Natural language region descriptions:

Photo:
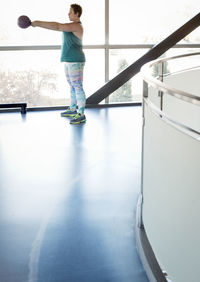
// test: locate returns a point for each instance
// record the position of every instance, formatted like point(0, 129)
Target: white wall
point(171, 190)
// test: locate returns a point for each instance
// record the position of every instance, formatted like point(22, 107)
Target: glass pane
point(37, 77)
point(148, 21)
point(11, 34)
point(132, 89)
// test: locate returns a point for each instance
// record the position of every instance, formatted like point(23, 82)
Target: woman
point(74, 58)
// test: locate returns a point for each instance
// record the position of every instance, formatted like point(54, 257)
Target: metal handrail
point(165, 88)
point(154, 53)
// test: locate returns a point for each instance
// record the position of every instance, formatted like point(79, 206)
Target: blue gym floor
point(68, 196)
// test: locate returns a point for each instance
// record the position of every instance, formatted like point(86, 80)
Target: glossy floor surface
point(68, 195)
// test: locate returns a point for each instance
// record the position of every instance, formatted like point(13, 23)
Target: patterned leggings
point(74, 75)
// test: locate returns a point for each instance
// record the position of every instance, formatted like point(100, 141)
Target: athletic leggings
point(74, 75)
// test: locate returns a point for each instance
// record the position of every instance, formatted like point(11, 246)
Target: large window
point(30, 67)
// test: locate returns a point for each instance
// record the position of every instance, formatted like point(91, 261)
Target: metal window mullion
point(107, 45)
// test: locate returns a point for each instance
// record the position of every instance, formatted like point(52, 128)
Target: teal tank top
point(71, 50)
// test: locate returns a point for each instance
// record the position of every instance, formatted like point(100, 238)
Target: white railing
point(170, 196)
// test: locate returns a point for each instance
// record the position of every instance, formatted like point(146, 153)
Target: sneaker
point(78, 119)
point(69, 113)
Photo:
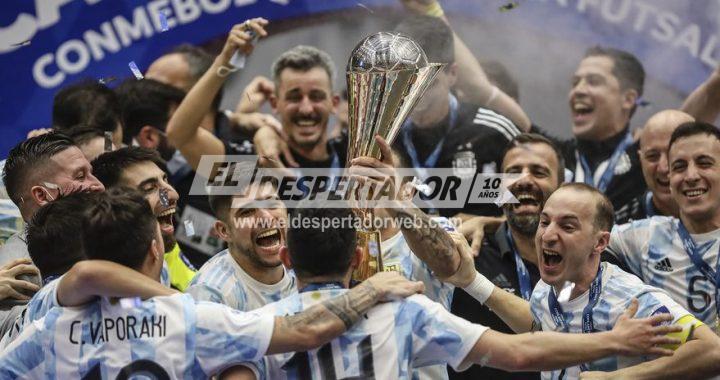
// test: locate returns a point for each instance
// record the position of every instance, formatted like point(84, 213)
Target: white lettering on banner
point(155, 8)
point(73, 56)
point(187, 11)
point(41, 76)
point(140, 27)
point(621, 12)
point(64, 55)
point(106, 40)
point(210, 7)
point(662, 26)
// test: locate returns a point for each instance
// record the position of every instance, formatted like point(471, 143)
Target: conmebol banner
point(45, 44)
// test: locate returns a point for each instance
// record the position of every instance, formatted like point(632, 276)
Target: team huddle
point(605, 267)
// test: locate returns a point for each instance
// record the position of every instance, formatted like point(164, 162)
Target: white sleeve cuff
point(481, 288)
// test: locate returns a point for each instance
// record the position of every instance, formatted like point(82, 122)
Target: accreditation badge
point(464, 164)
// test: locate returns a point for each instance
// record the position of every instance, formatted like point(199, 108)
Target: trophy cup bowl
point(386, 75)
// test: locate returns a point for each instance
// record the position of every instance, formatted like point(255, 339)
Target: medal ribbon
point(321, 286)
point(523, 275)
point(587, 322)
point(649, 208)
point(692, 250)
point(435, 155)
point(432, 159)
point(610, 169)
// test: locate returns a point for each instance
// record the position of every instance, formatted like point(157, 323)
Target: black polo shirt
point(475, 144)
point(496, 261)
point(640, 207)
point(627, 183)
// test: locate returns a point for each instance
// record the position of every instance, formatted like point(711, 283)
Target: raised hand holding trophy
point(386, 75)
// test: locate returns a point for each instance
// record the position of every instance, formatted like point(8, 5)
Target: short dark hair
point(534, 138)
point(692, 128)
point(604, 211)
point(109, 166)
point(119, 226)
point(221, 203)
point(26, 158)
point(500, 76)
point(432, 34)
point(627, 68)
point(199, 61)
point(52, 234)
point(82, 135)
point(86, 102)
point(316, 251)
point(303, 58)
point(146, 102)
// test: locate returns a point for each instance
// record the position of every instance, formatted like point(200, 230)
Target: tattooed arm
point(323, 322)
point(430, 242)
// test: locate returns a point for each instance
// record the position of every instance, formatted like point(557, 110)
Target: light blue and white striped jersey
point(397, 256)
point(391, 340)
point(222, 280)
point(165, 275)
point(652, 249)
point(45, 299)
point(618, 290)
point(171, 337)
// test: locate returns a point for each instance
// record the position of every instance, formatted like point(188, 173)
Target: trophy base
point(371, 260)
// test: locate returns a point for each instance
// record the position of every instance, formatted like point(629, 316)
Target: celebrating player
point(106, 338)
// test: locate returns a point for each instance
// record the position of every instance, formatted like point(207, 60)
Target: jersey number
point(299, 363)
point(145, 368)
point(698, 294)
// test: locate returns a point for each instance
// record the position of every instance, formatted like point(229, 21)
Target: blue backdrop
point(73, 39)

Exercise: What is needed is an exact copy of every record above, minus the images.

Your response:
Photo:
// test: locate returns a point for each instance
// record the position of every instance, formatted like point(0, 129)
Target: white wall
point(171, 190)
// test: locate returns a point for each instance
// record the position of every instance, formatted like point(22, 107)
Target: glass pane
point(37, 77)
point(148, 21)
point(11, 34)
point(132, 89)
// test: locate returns a point for each instance
// record the position of every instance, formatted like point(23, 82)
Target: woman
point(74, 58)
// test: locate returns a point for each instance
// record the position of every instance, formatted like point(54, 257)
Target: metal handrail
point(165, 88)
point(154, 53)
// test: locate returns a point for each instance
// record the position of every instance, formatted like point(79, 206)
Target: blue gym floor
point(68, 196)
// test: locate returns a point for each instance
// record the position of every instance, formatted like point(86, 80)
Target: glossy floor surface
point(68, 195)
// test: locate returns a point for each instance
// record the position of every instance, formatted like point(13, 23)
Target: patterned leggings
point(74, 75)
// test: locate returns a point for each instance
// record the position of every instance, formatted like point(100, 141)
Target: athletic leggings
point(74, 75)
// test: locate returns a point for each instance
// record the position of every instance, formatted like point(11, 246)
Target: large window
point(30, 67)
// test: locate returns a point for each instance
// record the position of every instance, formatted like point(91, 261)
Target: metal window mullion
point(107, 45)
// test: locate returns a point for each instance
// record the position of every instance, formatted like point(52, 128)
Target: teal tank top
point(71, 50)
// test: locate returns a point for each instance
// record the position of every instance, formatted like point(100, 238)
Target: white railing
point(170, 196)
// test: locate returns a point for each instance
// record the position of every instance, formatted like point(146, 153)
Target: sneaker
point(78, 119)
point(69, 113)
Photo:
// test: locate returns a point for each instance
// record the position of every instance, formatted like point(84, 213)
Target: white lettering on banner
point(155, 8)
point(73, 56)
point(187, 11)
point(41, 76)
point(140, 27)
point(621, 12)
point(64, 55)
point(106, 40)
point(210, 7)
point(662, 26)
// test: locate returns a point for each instance
// record the position of every instance, formatted like point(471, 143)
Target: conmebol banner
point(45, 44)
// test: locate returns a point for each instance
// record the position of every instance, formatted like point(632, 276)
Target: team huddle
point(605, 267)
// test: locate returns a point for each instance
// record the position of every instance, formatted like point(164, 162)
Target: white sleeve cuff
point(481, 288)
// test: locate returns a point for each instance
// record the position of every instance, formatted like point(82, 122)
Target: accreditation badge
point(464, 164)
// test: locate returns a point for each instance
// record the position of every instance, formatted like point(199, 108)
Target: trophy cup bowl
point(386, 75)
// test: locate returns a point for each instance
// record the position of every instance, formatted like point(255, 339)
Target: medal ribbon
point(321, 286)
point(523, 275)
point(587, 322)
point(649, 208)
point(692, 250)
point(435, 155)
point(432, 159)
point(610, 169)
// test: locate returns a point for each instance
// record the position of every instance, formatted like point(157, 323)
Target: black polo shirt
point(475, 144)
point(496, 261)
point(640, 207)
point(627, 183)
// test: locate returns a point for each instance
// record the position of every instance, formatted like point(711, 283)
Target: raised hand holding trophy
point(386, 75)
// test: locate returns a point for each instance
// record the position of every instance, formatted like point(8, 5)
Target: short dark hair
point(534, 138)
point(692, 128)
point(604, 211)
point(109, 166)
point(119, 226)
point(221, 203)
point(26, 158)
point(500, 76)
point(432, 34)
point(627, 68)
point(199, 61)
point(52, 234)
point(82, 135)
point(86, 102)
point(316, 251)
point(303, 58)
point(146, 102)
// test: locate returns a point for each instance
// record the position of every instance, formatted like point(200, 230)
Target: tattooed arm
point(323, 322)
point(430, 242)
// test: locate returns a point for each instance
// record the position of every instance, formatted like point(557, 110)
Target: light blue and white striped jersey
point(397, 256)
point(391, 340)
point(222, 280)
point(165, 275)
point(652, 249)
point(45, 299)
point(618, 290)
point(171, 337)
// test: locate returns a point for each instance
// record the position of every instance, formatted like point(188, 173)
Target: trophy base
point(371, 260)
// test: locate returns a point for each instance
// record the position of every instance, formatted like point(629, 316)
Target: celebrating player
point(106, 338)
// test: locate returns a point for each instance
// record the position of every instance, formatted like point(207, 60)
Target: jersey number
point(299, 363)
point(145, 368)
point(698, 294)
// test: locate returns a point for each instance
// record the position of every instance, formatted like point(229, 21)
Target: blue backdrop
point(73, 39)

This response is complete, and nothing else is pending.